Work task A: Copy the film review word for word, starting at "Will sits on" and ending at "the observation tower.".
Work task B: Check each statement against the film review, answering yes or no and quoting the review's words that decide it. (i) Billie's father refuses to acknowledge her existence. (ii) Elijah Wood wears white high-top chucks through most of the film. (iii) Billie's mother plans to marry a man she truly loves.

Source document:
═══
As the summer goes on, Will learns that Billie has father issues of her own. Billie and her older sister were born out of wedlock. Billie’s father even refuses to acknowledge her existence. Billie’s mother is planning to get married, but to a man she doesn’t really love and Billie detests. Billie angrily makes this point at her mother’s birthday party when she announces her engagement. Eventually Will discovers the truth about his own father. Feeling hurt and deceived, he runs away, forcing Ben and Lily to act as parents, and search for him. They realize that they care for him, and have a love for him. That simple truth becomes a catalyst in their own relationship. At last, Lily can begin to heal and move on from the terrible guilt she has experienced since the death of their own son.
Will mulls over the problems in his life.
Paradise represents one of the first major film appearances by both Elijah Wood and Thora Birch. The two of them are at their best when they are just being kids, acting naturally and not reading lines. It is clear that they both can command the big screen, although they do it in different ways. Thora Birch’s character Billie does it by being outspoken and precocious. Elijah Woods’ character Willard does it by shedding his aloofness and allowing his natural charm to emerge, building lasting friendships with the Reeds and Billie in the process. The plot for Paradise is based on a previously produced French film, Le Grand Chemin, by writer and director Mary Agnes Donoghue. The film is at is best when it stays away from the somewhat contrived script — both kids have father abandonment issues that are used at the climax point of the film. Melanie Griffith and Don Johnson’s performances as the estranged couple are understated, but that is a good thing in this film, and tends to make the story ring truer than if their issues were handled in a more overblown way. Paradise is much more of a coming of age film for the two kids anyway, although under the Hollywood system they don’t get the top billing they deserve. Overall, the film delivers a pleasant and important message that despite personal problems or tragedies, you can rebuild your life with other people if you take the time to reach out to them.
Will helps sort through the catch on Ben’s shrimp boat.
Will goes to get the box of letters kept under the bed.
Elijah Wood likes wearing chucks on and off the screen, especially in his younger days. In this film, he wears black low cut chucks throughout most of the film, the times when he is just being a regular kid, which are the best parts of the film. The cinematography is chucks friendly. In a couple of scenes, closeups of his chucks are used to choreograph important moments in the story line.
Will sits on his bed to read the letters as the camera focuses on his well worn chucks.
One of those scenes is when Will realizes that the letters from his father don’t ring true. The camera focuses on his chucks as he gets out the box of letters and then sits on the bed to review them. Another scene is when Will dares himself to walk on the ledge of the very high observation tower overlooking the delta.
Will walks on the ledge of the observation tower.
═══
Dataset extract:
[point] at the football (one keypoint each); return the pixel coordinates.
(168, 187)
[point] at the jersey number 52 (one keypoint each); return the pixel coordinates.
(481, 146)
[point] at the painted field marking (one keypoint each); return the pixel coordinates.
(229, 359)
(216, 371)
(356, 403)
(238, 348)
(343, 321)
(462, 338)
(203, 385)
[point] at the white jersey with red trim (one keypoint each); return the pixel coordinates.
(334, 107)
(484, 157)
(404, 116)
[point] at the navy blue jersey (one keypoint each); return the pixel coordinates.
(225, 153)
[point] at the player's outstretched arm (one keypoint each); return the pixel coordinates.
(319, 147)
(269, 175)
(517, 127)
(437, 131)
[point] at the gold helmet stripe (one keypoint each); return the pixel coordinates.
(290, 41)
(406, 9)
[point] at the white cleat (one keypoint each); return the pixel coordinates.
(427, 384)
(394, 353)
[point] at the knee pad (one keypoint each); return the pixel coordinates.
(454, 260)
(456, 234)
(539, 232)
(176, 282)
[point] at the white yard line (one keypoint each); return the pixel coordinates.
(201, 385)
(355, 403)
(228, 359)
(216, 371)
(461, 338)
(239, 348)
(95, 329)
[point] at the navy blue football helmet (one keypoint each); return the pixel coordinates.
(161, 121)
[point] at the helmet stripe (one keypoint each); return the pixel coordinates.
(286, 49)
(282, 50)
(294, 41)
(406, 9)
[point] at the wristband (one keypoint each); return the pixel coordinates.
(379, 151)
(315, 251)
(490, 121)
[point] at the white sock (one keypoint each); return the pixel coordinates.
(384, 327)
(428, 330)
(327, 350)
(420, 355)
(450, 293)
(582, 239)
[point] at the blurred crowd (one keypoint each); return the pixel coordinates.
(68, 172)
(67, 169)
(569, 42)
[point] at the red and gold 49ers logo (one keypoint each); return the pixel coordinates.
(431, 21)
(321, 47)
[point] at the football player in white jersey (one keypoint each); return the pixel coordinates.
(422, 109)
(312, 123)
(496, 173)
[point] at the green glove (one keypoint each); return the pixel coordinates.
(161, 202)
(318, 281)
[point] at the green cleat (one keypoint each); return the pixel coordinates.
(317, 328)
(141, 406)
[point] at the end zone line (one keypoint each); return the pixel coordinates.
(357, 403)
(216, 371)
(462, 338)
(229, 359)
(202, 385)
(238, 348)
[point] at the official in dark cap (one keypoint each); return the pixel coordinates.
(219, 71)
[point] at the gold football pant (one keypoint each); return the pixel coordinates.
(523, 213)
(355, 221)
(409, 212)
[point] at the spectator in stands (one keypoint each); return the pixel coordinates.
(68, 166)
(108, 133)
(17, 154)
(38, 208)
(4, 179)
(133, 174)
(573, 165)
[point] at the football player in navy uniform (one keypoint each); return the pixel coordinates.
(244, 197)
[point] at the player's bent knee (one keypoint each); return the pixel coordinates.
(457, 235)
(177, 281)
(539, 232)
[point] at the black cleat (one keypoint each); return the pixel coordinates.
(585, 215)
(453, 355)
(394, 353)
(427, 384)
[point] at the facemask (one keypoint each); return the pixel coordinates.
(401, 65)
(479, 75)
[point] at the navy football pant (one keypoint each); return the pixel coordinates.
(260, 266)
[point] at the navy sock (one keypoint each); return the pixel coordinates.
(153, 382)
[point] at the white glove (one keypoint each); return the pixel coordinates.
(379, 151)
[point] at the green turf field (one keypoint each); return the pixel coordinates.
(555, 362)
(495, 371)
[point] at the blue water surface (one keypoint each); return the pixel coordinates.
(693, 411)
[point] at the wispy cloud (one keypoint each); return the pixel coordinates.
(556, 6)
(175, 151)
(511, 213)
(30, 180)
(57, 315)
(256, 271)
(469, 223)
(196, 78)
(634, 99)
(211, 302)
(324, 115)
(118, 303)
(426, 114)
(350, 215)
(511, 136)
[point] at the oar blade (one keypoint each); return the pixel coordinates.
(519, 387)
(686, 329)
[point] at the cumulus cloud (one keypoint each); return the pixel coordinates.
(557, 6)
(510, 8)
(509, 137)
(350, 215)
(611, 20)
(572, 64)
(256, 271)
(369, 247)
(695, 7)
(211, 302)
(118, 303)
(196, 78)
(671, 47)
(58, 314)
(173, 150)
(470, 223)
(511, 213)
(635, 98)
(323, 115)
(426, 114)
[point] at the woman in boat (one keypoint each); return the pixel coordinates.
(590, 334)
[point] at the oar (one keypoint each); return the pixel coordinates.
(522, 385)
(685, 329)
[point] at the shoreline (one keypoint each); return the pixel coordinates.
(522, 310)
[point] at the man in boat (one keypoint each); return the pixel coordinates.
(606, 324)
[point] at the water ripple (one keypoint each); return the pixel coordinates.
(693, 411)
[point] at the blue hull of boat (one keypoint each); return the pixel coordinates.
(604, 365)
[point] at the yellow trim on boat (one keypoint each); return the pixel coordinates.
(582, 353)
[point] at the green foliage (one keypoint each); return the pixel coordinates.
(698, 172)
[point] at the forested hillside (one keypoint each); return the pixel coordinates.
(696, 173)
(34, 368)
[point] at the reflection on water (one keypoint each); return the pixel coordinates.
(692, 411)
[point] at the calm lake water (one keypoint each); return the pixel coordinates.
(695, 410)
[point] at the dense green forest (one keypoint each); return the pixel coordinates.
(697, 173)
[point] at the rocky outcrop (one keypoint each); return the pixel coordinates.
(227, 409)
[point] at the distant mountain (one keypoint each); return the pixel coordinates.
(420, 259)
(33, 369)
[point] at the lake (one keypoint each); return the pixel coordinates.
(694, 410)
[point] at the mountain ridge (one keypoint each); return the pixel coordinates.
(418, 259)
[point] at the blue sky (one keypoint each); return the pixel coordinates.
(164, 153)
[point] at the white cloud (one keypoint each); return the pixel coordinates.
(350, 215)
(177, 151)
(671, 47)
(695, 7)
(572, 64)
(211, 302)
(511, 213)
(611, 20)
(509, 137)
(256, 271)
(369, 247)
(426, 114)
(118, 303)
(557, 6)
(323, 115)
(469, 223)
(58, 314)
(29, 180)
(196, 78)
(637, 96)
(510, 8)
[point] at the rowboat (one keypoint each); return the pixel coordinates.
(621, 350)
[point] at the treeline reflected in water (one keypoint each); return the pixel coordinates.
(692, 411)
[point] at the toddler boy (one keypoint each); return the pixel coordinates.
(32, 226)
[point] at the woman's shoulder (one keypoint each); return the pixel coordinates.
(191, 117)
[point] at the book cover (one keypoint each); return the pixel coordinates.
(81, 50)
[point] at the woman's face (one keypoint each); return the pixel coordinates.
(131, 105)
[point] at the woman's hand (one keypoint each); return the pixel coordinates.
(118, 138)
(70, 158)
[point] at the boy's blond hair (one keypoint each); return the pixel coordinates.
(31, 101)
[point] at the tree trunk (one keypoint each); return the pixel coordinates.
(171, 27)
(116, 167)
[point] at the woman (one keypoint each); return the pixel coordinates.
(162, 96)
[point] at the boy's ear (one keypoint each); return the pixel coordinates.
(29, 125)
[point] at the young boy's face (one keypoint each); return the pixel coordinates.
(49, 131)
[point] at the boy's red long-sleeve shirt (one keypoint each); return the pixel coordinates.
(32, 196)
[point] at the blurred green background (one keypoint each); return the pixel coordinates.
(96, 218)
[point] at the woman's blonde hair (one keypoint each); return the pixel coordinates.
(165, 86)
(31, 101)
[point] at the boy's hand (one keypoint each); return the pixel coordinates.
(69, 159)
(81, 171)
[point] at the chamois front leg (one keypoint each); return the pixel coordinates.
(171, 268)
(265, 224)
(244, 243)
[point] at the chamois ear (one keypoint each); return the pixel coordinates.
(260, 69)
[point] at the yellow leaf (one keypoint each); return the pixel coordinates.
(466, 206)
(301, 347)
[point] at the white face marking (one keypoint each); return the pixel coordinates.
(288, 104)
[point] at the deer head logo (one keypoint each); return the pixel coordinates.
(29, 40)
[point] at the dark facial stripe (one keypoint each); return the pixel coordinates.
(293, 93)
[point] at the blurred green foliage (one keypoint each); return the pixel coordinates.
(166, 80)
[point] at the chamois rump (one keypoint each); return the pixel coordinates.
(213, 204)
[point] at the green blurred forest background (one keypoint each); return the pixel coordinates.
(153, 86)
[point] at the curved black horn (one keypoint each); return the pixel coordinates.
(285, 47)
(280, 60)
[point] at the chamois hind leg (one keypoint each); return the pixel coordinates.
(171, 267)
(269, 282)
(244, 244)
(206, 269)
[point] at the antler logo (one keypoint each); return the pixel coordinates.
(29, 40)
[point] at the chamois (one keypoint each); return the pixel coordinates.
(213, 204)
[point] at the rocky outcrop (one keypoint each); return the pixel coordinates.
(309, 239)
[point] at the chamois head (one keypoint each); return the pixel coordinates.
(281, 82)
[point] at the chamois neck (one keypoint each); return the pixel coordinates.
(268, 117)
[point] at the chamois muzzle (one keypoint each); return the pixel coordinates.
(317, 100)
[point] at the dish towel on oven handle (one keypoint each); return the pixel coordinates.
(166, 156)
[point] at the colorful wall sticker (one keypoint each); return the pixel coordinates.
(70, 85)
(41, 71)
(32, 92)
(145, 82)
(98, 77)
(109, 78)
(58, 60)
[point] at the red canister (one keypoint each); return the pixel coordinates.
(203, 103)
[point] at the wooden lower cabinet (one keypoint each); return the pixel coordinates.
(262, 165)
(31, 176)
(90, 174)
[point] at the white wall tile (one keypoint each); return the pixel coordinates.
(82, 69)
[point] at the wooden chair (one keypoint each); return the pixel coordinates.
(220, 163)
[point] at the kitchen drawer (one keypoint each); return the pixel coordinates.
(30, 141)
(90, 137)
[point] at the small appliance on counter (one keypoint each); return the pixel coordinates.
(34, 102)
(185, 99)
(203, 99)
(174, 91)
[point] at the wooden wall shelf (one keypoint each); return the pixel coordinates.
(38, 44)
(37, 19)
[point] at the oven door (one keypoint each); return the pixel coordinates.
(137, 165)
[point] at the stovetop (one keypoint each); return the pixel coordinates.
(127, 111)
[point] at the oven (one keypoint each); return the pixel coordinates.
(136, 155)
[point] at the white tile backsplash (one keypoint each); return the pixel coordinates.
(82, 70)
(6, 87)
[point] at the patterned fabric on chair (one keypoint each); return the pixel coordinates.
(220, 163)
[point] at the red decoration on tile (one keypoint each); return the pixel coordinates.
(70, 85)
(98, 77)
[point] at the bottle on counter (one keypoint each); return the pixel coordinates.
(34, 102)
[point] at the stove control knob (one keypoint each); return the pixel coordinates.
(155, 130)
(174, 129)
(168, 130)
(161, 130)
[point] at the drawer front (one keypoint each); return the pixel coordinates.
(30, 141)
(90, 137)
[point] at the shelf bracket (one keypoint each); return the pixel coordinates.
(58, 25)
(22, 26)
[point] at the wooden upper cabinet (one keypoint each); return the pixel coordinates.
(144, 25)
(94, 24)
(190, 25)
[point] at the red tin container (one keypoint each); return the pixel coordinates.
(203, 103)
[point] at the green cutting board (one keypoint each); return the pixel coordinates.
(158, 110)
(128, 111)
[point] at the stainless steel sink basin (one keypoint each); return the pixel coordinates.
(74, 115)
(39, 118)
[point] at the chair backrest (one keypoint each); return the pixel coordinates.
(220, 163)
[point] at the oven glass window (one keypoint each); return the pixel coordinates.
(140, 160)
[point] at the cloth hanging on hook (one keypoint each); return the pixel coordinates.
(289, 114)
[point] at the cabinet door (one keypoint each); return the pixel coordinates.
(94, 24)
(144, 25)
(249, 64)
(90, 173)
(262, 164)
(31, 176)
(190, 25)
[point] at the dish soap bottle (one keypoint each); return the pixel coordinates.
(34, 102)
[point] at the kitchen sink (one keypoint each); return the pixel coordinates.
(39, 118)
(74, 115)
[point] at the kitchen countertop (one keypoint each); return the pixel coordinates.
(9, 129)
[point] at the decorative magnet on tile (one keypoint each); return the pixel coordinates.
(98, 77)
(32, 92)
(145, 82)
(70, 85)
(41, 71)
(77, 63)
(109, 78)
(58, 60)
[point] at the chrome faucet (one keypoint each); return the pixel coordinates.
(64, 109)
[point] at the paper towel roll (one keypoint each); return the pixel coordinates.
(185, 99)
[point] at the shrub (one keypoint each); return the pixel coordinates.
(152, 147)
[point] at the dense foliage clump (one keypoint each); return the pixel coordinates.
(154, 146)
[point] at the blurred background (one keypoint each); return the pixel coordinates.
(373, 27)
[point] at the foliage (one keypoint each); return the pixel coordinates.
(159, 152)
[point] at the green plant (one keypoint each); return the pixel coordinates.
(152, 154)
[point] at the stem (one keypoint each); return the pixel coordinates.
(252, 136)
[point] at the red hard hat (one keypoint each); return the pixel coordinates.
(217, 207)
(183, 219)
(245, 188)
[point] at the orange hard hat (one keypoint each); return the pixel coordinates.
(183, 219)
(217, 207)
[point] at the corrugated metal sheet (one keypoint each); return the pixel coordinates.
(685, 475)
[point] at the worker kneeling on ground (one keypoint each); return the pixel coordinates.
═══
Written reply A:
Will sits on his bed to read the letters as the camera focuses on his well worn chucks.
One of those scenes is when Will realizes that the letters from his father don’t ring true. The camera focuses on his chucks as he gets out the box of letters and then sits on the bed to review them. Another scene is when Will dares himself to walk on the ledge of the very high observation tower overlooking the delta.
Will walks on the ledge of the observation tower.

Written reply B:
(i) Yes: "Billie’s father even refuses to acknowledge her existence."
(ii) No: "he wears black low cut chucks throughout most of the film"
(iii) No: "to a man she doesn’t really love and Billie detests"